Aufgaben und Übungen:
**1.** Nennen Sie alle Personen, die im Auszug aus dem Kreuzverhör selbst das Wort ergreifen.
**2.** Entscheiden Sie für jede der folgenden Aussagen, ob sie mit dem Auszug aus dem Kreuzverhör übereinstimmt, und belegen Sie Ihre Antwort mit den entscheidenden Worten aus dem Auszug. (a) Der Gerichtshof hat angeordnet, dass jedes Dokument jedem Verteidiger während des Kreuzverhörs ausgehändigt werden soll. (b) Göring bestätigt, dass die vorgelesene Stelle im Protokoll steht. (c) Die vorgelesene Stelle findet sich unter Punkt 3 im Abschnitt II »Finanzen«.
**3.** Übersetzen Sie diesen Satz aus dem Auszug aus dem Kreuzverhör ins Englische: „Wenn sie nachher Erklärungen zu machen haben, so können sie dies tun, aber erst, nachdem sie die Frage direkt beantwortet haben.“

Seite:
________________

VORSITZENDER: Die Anklagebehörde wird Ihre Erklärung berücksichtigen; der Gerichtshof hat jedoch nicht angeordnet, daß jedes Dokument jedem Verteidiger während des Kreuzverhörs ausgehändigt werden soll.

GÖRING: Ich möchte von dem Dokument noch einmal ausführen, daß es sich hier nicht um eine...

JUSTICE JACKSON: Darf ich ergebenst bitten, daß der Zeuge belehrt wird, Fragen zu beantworten und mit seinen Erklärungen solange zu warten, bis sein Verteidiger ihn befragt; andernfalls kann dieses Kreuzverhör, was die Zeit betrifft, nicht erfolgreich durchgeführt werden.

VORSITZENDER: Ich habe bereits bei verschiedenen Gelegenheiten erklärt, daß es die Pflicht der Angeklagten, wenn sie sich auf der Zeugenbank befinden, und auch der Zeugen ist, Fragen direkt zu beantworten, wenn diese direkt mit Ja oder Nein beantwortet werden können. Wenn sie nachher Erklärungen zu machen haben, so können sie dies tun, aber erst, nachdem sie die Frage direkt beantwortet haben.

JUSTICE JACKSON: Ich verweise Sie auf Punkt 3, unter II »Finanzen«, der wie folgt lautet:

»Sehr kritische Lage der Reichsfinanzen. Abhilfe zunächst durch die der Judenschaft auferlegte Milliarde und durch Reichsgewinne bei Arisierung jüdischer Unternehmungen.«

Finden Sie das im Protokoll?

GÖRING: Das steht drin.

JUSTICE JACKSON: Und das Protokoll ist von Wörmann unterzeichnet, oder nicht?

________________

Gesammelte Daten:
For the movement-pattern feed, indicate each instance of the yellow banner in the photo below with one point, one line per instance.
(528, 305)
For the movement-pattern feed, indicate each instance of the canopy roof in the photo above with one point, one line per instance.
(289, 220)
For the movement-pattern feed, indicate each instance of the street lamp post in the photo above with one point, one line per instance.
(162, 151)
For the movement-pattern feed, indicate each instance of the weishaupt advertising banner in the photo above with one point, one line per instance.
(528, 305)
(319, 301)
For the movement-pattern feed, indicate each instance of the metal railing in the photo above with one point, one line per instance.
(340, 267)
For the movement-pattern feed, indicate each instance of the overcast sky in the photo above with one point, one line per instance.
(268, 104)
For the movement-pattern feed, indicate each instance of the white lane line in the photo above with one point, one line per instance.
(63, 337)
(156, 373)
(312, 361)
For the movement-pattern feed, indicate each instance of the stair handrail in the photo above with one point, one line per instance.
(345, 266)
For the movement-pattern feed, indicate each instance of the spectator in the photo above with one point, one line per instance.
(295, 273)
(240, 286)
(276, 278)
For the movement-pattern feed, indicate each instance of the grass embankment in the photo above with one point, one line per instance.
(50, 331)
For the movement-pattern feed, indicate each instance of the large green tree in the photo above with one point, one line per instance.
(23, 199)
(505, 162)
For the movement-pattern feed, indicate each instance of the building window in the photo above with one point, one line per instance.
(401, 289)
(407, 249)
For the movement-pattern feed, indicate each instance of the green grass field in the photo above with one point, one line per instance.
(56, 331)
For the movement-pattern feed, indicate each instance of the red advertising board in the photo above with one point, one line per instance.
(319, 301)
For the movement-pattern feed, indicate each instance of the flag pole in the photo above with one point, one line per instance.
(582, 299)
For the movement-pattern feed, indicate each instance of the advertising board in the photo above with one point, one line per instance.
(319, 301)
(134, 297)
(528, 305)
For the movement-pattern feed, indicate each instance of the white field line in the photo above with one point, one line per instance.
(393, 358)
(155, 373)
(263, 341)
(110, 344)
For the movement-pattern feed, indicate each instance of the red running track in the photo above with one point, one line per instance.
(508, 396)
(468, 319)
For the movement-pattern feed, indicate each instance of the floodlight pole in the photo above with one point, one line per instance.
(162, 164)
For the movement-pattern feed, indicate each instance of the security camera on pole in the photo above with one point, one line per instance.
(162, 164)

________________

Lösungen zur Übung:
**1.** Vorsitzender, Göring, Justice Jackson

**2.**
(a) Nein: „der Gerichtshof hat jedoch nicht angeordnet, daß jedes Dokument jedem Verteidiger während des Kreuzverhörs ausgehändigt werden soll“
(b) Ja: „Das steht drin.“
(c) Ja: „Ich verweise Sie auf Punkt 3, unter II »Finanzen«“

**3.** If they have explanations to make afterward, they may do so, but only after they have answered the question directly.